_Exercise requirements:_
From the listing below, copy every line that contains the string "feet".

_Exercise input:_

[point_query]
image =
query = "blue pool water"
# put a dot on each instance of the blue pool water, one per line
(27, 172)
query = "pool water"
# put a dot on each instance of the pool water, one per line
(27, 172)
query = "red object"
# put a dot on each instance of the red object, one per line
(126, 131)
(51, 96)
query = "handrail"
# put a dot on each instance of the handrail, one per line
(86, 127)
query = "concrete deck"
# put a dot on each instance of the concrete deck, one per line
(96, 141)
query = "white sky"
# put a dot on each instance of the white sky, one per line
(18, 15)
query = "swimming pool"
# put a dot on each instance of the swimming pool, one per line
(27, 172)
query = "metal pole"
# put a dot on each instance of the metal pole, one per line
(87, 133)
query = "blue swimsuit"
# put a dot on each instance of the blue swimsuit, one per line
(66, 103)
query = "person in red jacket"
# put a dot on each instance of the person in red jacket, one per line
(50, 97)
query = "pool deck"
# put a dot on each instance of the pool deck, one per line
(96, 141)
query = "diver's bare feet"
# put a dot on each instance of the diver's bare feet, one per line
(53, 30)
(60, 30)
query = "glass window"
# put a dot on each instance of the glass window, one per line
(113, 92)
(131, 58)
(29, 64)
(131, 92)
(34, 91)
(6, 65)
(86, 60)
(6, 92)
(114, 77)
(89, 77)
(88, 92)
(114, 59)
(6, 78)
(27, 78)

...

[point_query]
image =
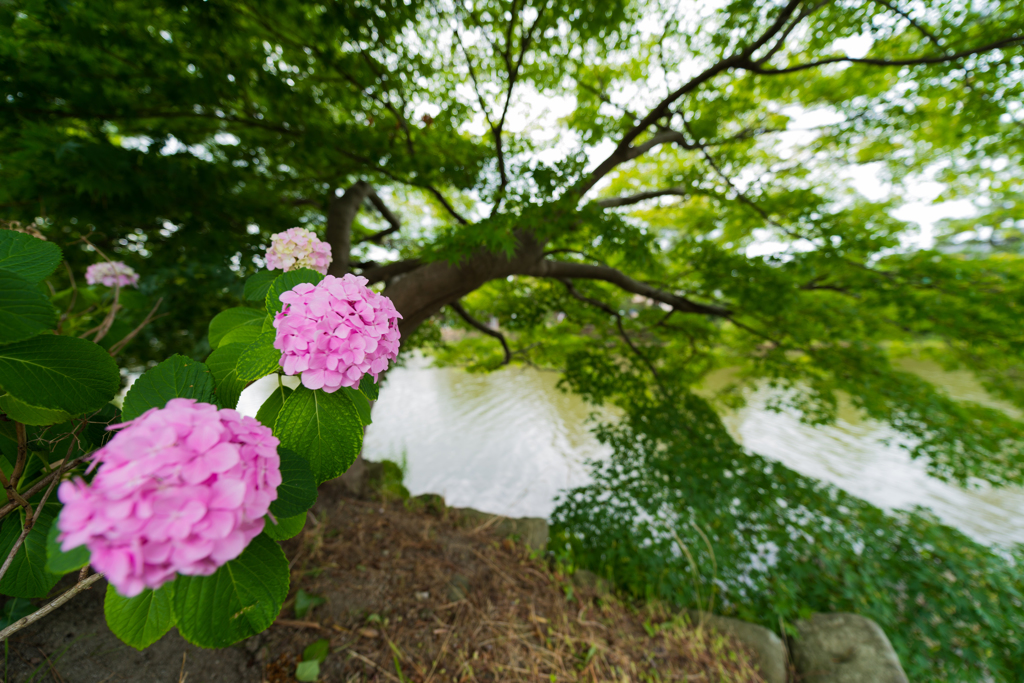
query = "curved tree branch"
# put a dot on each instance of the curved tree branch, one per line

* * *

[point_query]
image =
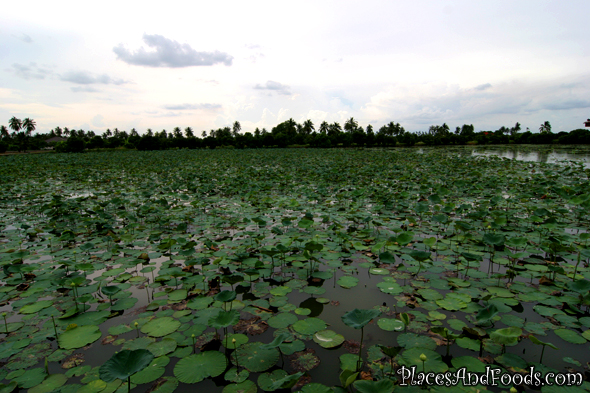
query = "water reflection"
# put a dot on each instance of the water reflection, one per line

_Task answer:_
query = "diver's bare feet"
# put a dot on each instance of the diver's bare feet, one per line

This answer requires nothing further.